New therapies for hepatitis C virus (HCV) are cost-effective for some patients, but current costs may be higher than U.S. insurers are willing to pay, according to a study published in Annals of Internal Medicine.

Recently approved sofosbuvir administered in combination with ribavirin can be used to treat patients with chronic HCV genotype 2 or 3 without interferon, yielding cure rates greater than with the previous standard of care without the fear of toxicity. However, sofosbuvir costs approximately $28,000 for 4 weeks of treatment, which may be too expensive for patients on publicly funded health insurance programs which do not guarantee access to such costly drugs. Using a simulation study, researchers sought to estimate the cost-effectiveness of sofosbuvir-based treatments for HCV genotype 2 or 3 infection in the United States. They found that at current cost, sofosbuvir-based HCV therapy improves outcomes and provides good economic value in patients with cirrhosis and genotype 2 or 3 infection and in those who were previously treated with interferon.

However, in treatment-naive noncirrhotic patients, the incremental cost-effectiveness ratio would be well over $100,000 per quality-adjusted life-year, a cost that may exceed U.S. insurer's commonly cited willingness-to-pay threshold. The authors of an accompanying editorial from the National Institute of Diabetes and Digestive and Kidney Diseases at the National Institutes of Health suggest that cost may be the only thing standing in the way of eradicating HCV.

++++

Work instruction: Reproduce the article on the cost of new hepatitis C therapies word for word.

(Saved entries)

++++

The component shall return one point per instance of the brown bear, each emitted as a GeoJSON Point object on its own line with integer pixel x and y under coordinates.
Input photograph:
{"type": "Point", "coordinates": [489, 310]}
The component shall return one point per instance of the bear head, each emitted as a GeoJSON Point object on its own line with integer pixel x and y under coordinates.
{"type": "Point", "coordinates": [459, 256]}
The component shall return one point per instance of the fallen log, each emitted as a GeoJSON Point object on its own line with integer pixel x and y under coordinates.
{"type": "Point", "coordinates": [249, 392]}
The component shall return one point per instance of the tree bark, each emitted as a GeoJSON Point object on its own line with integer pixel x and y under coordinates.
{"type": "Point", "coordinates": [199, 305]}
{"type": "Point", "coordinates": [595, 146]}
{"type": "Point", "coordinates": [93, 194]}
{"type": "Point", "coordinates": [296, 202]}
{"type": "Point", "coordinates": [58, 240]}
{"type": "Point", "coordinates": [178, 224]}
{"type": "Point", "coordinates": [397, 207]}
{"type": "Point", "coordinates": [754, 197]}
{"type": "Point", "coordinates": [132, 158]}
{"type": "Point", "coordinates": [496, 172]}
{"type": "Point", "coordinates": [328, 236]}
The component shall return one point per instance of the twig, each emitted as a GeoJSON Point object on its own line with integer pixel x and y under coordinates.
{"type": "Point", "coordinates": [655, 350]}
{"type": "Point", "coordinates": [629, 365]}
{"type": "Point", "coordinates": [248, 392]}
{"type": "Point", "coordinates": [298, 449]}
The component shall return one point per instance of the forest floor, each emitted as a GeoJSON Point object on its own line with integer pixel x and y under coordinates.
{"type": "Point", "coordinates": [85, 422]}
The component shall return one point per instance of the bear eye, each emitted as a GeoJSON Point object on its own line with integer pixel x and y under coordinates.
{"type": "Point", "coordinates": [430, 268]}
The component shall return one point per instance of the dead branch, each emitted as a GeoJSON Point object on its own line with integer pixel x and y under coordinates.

++++

Written answer:
New therapies for hepatitis C virus (HCV) are cost-effective for some patients, but current costs may be higher than U.S. insurers are willing to pay, according to a study published in Annals of Internal Medicine.

Recently approved sofosbuvir administered in combination with ribavirin can be used to treat patients with chronic HCV genotype 2 or 3 without interferon, yielding cure rates greater than with the previous standard of care without the fear of toxicity. However, sofosbuvir costs approximately $28,000 for 4 weeks of treatment, which may be too expensive for patients on publicly funded health insurance programs which do not guarantee access to such costly drugs. Using a simulation study, researchers sought to estimate the cost-effectiveness of sofosbuvir-based treatments for HCV genotype 2 or 3 infection in the United States. They found that at current cost, sofosbuvir-based HCV therapy improves outcomes and provides good economic value in patients with cirrhosis and genotype 2 or 3 infection and in those who were previously treated with interferon.

However, in treatment-naive noncirrhotic patients, the incremental cost-effectiveness ratio would be well over $100,000 per quality-adjusted life-year, a cost that may exceed U.S. insurer's commonly cited willingness-to-pay threshold. The authors of an accompanying editorial from the National Institute of Diabetes and Digestive and Kidney Diseases at the National Institutes of Health suggest that cost may be the only thing standing in the way of eradicating HCV.